**Required work**
Retyping each entry exactly is the whole task.

**Supplied material**
»»

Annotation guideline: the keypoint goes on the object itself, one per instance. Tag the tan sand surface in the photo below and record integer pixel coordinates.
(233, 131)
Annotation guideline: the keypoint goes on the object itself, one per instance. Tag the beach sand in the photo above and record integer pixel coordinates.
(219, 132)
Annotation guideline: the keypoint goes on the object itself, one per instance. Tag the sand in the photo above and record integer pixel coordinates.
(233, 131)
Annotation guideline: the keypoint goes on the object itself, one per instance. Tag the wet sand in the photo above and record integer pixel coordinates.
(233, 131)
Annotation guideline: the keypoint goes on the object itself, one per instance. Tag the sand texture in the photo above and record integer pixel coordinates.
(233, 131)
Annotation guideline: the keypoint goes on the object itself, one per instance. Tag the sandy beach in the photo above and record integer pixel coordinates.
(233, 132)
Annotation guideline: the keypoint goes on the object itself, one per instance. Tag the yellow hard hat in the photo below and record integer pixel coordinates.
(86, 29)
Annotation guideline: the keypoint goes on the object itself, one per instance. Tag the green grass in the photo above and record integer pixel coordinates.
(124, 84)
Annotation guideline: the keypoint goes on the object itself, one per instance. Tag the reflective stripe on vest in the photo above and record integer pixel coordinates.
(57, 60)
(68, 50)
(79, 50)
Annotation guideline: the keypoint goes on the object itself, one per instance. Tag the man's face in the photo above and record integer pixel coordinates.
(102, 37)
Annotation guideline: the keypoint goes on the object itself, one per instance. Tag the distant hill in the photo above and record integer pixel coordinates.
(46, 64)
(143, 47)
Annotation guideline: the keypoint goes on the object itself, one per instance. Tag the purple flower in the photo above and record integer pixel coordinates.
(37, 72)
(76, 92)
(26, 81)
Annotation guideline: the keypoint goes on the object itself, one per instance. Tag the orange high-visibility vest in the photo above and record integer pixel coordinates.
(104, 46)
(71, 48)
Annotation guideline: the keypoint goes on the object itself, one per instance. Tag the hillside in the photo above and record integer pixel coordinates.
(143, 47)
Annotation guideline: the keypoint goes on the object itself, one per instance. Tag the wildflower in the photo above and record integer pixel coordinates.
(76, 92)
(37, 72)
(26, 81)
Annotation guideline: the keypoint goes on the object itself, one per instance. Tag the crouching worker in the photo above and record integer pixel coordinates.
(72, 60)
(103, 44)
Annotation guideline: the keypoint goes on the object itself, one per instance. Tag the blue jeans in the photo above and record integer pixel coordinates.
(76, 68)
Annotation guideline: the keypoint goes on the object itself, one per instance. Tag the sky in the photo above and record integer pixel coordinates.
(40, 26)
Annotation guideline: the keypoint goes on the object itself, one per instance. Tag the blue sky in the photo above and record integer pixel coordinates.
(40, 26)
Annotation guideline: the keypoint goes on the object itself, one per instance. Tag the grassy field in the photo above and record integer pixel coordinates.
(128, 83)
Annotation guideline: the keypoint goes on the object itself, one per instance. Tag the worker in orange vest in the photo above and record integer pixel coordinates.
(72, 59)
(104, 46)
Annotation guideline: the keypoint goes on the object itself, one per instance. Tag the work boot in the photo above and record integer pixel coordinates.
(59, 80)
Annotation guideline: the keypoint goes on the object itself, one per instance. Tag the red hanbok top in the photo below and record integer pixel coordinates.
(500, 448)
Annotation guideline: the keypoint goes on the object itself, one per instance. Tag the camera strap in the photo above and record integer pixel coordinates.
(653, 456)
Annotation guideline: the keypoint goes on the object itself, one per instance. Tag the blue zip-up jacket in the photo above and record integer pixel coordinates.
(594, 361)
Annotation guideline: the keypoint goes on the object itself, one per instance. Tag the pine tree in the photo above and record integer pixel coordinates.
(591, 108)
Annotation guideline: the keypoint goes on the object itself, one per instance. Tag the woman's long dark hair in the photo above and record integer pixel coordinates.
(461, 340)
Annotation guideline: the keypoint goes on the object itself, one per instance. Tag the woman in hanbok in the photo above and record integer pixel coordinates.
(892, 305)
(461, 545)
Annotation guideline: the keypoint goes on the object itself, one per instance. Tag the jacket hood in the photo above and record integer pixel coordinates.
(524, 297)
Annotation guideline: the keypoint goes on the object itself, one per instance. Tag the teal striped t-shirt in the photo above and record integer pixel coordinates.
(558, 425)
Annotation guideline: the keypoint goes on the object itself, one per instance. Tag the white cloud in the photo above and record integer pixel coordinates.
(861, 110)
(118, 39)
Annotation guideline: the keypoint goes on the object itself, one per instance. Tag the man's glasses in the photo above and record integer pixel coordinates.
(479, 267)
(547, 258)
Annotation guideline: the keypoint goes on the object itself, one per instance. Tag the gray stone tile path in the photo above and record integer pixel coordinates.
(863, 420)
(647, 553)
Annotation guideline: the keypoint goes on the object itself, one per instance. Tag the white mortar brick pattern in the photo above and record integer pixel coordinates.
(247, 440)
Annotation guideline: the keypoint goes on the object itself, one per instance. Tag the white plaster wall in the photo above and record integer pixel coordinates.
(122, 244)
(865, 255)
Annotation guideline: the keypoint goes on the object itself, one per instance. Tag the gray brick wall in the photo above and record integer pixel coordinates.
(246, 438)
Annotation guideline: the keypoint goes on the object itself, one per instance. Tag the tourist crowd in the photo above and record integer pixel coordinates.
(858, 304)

««

**Exercise response**
Annotation guideline: the keypoint goes on the object itself, one per instance. Tag the tan sand surface in the photo below and record integer pixel coordinates.
(233, 131)
Annotation guideline: the keypoint goes on the object itself, one per instance. Tag the beach sand in the photo above and record integer pixel coordinates.
(219, 132)
Annotation guideline: the keypoint goes on the object itself, one per instance. Tag the sand in the photo above and record integer pixel coordinates.
(233, 131)
Annotation guideline: the keypoint goes on the object itself, one per instance. Tag the wet sand in the photo above and record integer pixel coordinates.
(233, 131)
Annotation guideline: the keypoint goes on the object itself, one per instance. Tag the sand texture in the photo above and record integer pixel coordinates.
(233, 131)
Annotation guideline: the keypoint goes on the object itself, one per instance. Tag the sandy beach in the photo above and record integer pixel coordinates.
(233, 132)
Annotation guideline: the keypoint goes on the object itself, one per instance. Tag the yellow hard hat in the photo below and record integer pixel coordinates.
(86, 29)
Annotation guideline: the keypoint goes on the object itself, one per instance. Tag the green grass in the photo above and record integer pixel coordinates.
(124, 84)
Annotation guideline: the keypoint goes on the object itself, one per instance. Tag the reflective stripe on vest in the photo above and record integer pixel coordinates.
(57, 60)
(68, 50)
(79, 50)
Annotation guideline: the keypoint goes on the object itself, one per instance. Tag the man's face in the photo above and record integer pixel coordinates.
(102, 37)
Annotation guideline: the keypoint goes on the object itself, one per instance. Tag the distant hill in the photo above and record integer pixel coordinates.
(46, 64)
(143, 47)
Annotation guideline: the keypoint goes on the object itself, one per instance. Tag the purple flower in the photo above and record integer pixel coordinates.
(37, 72)
(76, 92)
(26, 81)
Annotation guideline: the keypoint goes on the object itself, one per instance. Tag the orange high-visibility vest in the photo above and record integer pixel coordinates.
(104, 46)
(71, 48)
Annotation guideline: the keypoint goes on the object itself, one per instance. Tag the hillside in the photo above and record integer pixel coordinates.
(143, 47)
Annotation guideline: the keypoint goes on the object itself, one per instance. Tag the wildflower in the photo above and record integer pixel coordinates.
(76, 92)
(37, 72)
(26, 81)
Annotation guideline: the keypoint goes on the object itself, one per instance. Tag the crouching worker in the photo above and record integer pixel coordinates.
(72, 60)
(103, 44)
Annotation guideline: the keypoint goes on the object itself, one per instance. Tag the blue jeans in the photo above and record integer pixel coordinates.
(76, 68)
Annotation guideline: the keypoint goes on the object itself, one per instance. Tag the sky in the photo above and record integer pixel coordinates.
(40, 26)
Annotation guideline: the keypoint goes on the object itself, one per instance. Tag the blue sky in the photo above and record integer pixel coordinates.
(40, 26)
Annotation guideline: the keypoint goes on the object itself, one per instance. Tag the grassy field in the photo above and record integer pixel coordinates.
(128, 83)
Annotation guideline: the keypoint goes on the object itself, one per instance. Tag the worker in orange vest in the photo above and record integer pixel coordinates.
(72, 59)
(104, 46)
Annotation guideline: the keypoint goes on the object itself, one per instance. Tag the work boot in the photo above and record integer pixel coordinates.
(59, 80)
Annotation guideline: the keypoint goes on the object itself, one per instance. Tag the red hanbok top in the photo below and record integer pixel coordinates.
(500, 448)
Annotation guideline: the keypoint goes on the object itself, one per instance. Tag the camera strap in the photo above and record integer pixel coordinates.
(653, 456)
Annotation guideline: the keypoint goes on the object itself, one per instance. Tag the blue zip-up jacket in the photo above and record integer pixel coordinates.
(594, 361)
Annotation guideline: the keypoint goes on the object itself, one per instance. Tag the pine tree in the photo above and record integer pixel coordinates.
(591, 108)
Annotation guideline: the keypoint goes on the object itself, one per instance. Tag the woman's long dark hair in the photo above and record integer pixel coordinates.
(461, 340)
Annotation guideline: the keypoint goes on the object itself, one per instance. Tag the woman in hanbok in the photo above and record integer pixel coordinates.
(892, 305)
(461, 545)
Annotation guideline: the keypoint goes on the object itself, one per instance. Tag the jacket hood in the photo above and record integer pixel coordinates.
(524, 297)
Annotation guideline: the keypoint goes on the object itself, one per instance. Tag the teal striped t-shirt in the photo above and record integer pixel coordinates.
(558, 425)
Annotation guideline: the keypoint goes on the object itself, one per instance. Tag the white cloud in the photo above and record integer pixel coordinates.
(861, 110)
(118, 39)
Annotation guideline: the keypoint goes on the object itself, one per instance. Tag the man's glasses in the photo above and record integer pixel coordinates.
(479, 267)
(547, 258)
Annotation guideline: the keypoint goes on the object itself, one per instance. Tag the gray stone tile path in the photo above and record integer pixel coordinates.
(863, 420)
(647, 553)
Annotation guideline: the keypoint goes on the object itself, one per instance. Tag the white mortar brick pattern in the photo above and record integer pixel coordinates.
(247, 440)
Annotation guideline: the keypoint goes on the object itself, one per instance. Tag the white plaster wall in the photo above and record integer pixel coordinates.
(122, 244)
(865, 255)
Annotation guideline: the keypoint goes on the object itself, one per instance. Tag the gray brick wall in the photo above and record integer pixel coordinates.
(246, 438)
Annotation guideline: the keypoint goes on the object itself, one per instance. Tag the tourist crowd in the photo above and record integer pixel coordinates.
(858, 304)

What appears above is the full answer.